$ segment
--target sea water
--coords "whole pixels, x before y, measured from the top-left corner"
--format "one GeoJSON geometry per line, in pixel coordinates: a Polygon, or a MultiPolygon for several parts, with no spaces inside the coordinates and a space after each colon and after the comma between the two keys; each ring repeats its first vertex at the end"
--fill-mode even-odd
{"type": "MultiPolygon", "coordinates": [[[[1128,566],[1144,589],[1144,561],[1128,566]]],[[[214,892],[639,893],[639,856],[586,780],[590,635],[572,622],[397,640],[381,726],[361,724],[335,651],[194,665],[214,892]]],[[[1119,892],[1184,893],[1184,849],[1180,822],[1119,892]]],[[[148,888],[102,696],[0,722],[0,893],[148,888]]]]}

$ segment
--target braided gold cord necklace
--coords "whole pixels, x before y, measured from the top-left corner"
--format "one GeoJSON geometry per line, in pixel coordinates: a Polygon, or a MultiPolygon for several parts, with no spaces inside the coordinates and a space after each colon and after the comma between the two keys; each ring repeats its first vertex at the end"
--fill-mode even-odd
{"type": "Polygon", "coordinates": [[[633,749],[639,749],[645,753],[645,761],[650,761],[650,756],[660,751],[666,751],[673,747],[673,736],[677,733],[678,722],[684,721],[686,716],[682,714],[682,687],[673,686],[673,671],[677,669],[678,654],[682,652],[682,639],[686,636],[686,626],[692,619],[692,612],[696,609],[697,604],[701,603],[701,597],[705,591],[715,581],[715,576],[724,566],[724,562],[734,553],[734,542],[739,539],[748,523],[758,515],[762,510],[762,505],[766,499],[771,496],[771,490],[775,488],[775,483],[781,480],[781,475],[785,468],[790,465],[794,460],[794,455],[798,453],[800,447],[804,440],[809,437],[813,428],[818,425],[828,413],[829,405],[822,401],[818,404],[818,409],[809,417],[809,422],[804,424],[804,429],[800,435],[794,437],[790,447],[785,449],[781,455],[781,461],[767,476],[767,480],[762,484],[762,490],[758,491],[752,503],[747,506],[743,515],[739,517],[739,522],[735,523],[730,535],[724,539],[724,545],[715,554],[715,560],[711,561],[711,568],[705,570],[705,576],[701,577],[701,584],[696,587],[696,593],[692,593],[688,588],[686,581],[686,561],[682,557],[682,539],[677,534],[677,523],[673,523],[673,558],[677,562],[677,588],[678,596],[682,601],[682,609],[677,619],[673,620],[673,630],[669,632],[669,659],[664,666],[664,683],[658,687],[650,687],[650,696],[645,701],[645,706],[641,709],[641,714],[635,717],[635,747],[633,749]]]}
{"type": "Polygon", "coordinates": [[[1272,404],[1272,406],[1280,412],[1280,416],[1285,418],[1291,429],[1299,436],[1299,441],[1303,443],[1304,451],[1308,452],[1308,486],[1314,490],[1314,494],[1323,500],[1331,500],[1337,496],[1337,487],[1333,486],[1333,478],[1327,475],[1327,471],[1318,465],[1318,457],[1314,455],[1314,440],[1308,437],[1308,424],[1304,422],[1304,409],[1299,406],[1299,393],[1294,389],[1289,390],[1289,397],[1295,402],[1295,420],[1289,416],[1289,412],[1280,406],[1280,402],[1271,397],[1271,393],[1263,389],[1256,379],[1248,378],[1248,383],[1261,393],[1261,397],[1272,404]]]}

» Written problem
Return all of the entries exactly as written.

» Output
$ segment
--target sea water
--coords "whole pixels, x before y, measured from the top-left corner"
--format "one GeoJSON geometry per line, in pixel coordinates: a Polygon, or a MultiPolygon for several parts, with no spaces inside the coordinates and a space after each colon and after the comma between the two keys; each ring repeats its first vertex at the end"
--fill-mode even-odd
{"type": "MultiPolygon", "coordinates": [[[[1128,566],[1144,589],[1144,561],[1128,566]]],[[[214,892],[639,893],[639,856],[586,780],[590,635],[572,622],[397,640],[381,726],[361,724],[335,651],[194,665],[214,892]]],[[[1119,892],[1184,893],[1184,849],[1180,822],[1119,892]]],[[[148,888],[102,696],[0,722],[0,893],[148,888]]]]}

$ segment
--target braided gold cord necklace
--coords "whole pixels, x before y, measured from the top-left corner"
--format "one GeoJSON geometry per line, in pixel coordinates: a Polygon, or a MultiPolygon for several parts, with no spaces inside the coordinates and a space after each colon and after the comma between the two keys; each ring repeats its first vertex at the end"
--fill-mode even-odd
{"type": "Polygon", "coordinates": [[[633,749],[639,749],[645,753],[645,761],[650,761],[650,756],[660,751],[666,751],[673,747],[673,736],[677,733],[678,722],[684,721],[686,716],[682,714],[682,687],[673,686],[673,671],[677,669],[678,654],[682,652],[682,639],[686,636],[686,626],[692,619],[692,612],[696,609],[697,604],[701,603],[701,597],[705,591],[715,581],[715,576],[724,566],[724,562],[734,553],[734,542],[739,539],[748,523],[758,515],[762,510],[762,505],[766,499],[771,496],[771,490],[775,488],[775,483],[781,480],[781,475],[785,468],[790,465],[794,460],[794,455],[798,453],[800,447],[804,440],[809,437],[813,428],[818,425],[828,413],[829,405],[822,401],[818,404],[818,409],[809,417],[809,422],[804,424],[804,429],[800,435],[794,437],[790,447],[785,449],[781,455],[781,461],[767,476],[767,480],[762,484],[762,490],[758,491],[752,503],[747,506],[743,515],[739,517],[739,522],[735,523],[730,535],[724,539],[724,545],[715,554],[715,560],[711,561],[711,568],[705,570],[705,576],[701,577],[701,584],[696,587],[696,593],[692,593],[688,588],[686,581],[686,561],[682,557],[682,539],[677,534],[677,523],[673,523],[673,558],[677,562],[677,588],[678,596],[682,601],[682,609],[677,619],[673,620],[673,630],[669,632],[669,659],[664,666],[664,683],[658,687],[650,687],[650,696],[645,701],[645,706],[641,709],[641,714],[635,717],[635,747],[633,749]]]}
{"type": "Polygon", "coordinates": [[[1272,404],[1272,406],[1280,412],[1280,416],[1285,418],[1291,429],[1299,436],[1299,441],[1303,443],[1304,451],[1308,452],[1308,486],[1314,490],[1314,494],[1323,500],[1331,500],[1337,496],[1337,487],[1333,486],[1333,478],[1327,475],[1327,471],[1318,465],[1318,457],[1314,455],[1314,440],[1308,437],[1308,424],[1304,422],[1304,409],[1299,406],[1299,393],[1294,389],[1289,390],[1289,397],[1295,402],[1295,420],[1289,416],[1289,412],[1280,406],[1280,402],[1271,397],[1271,393],[1263,389],[1256,379],[1248,378],[1248,383],[1261,393],[1261,397],[1272,404]]]}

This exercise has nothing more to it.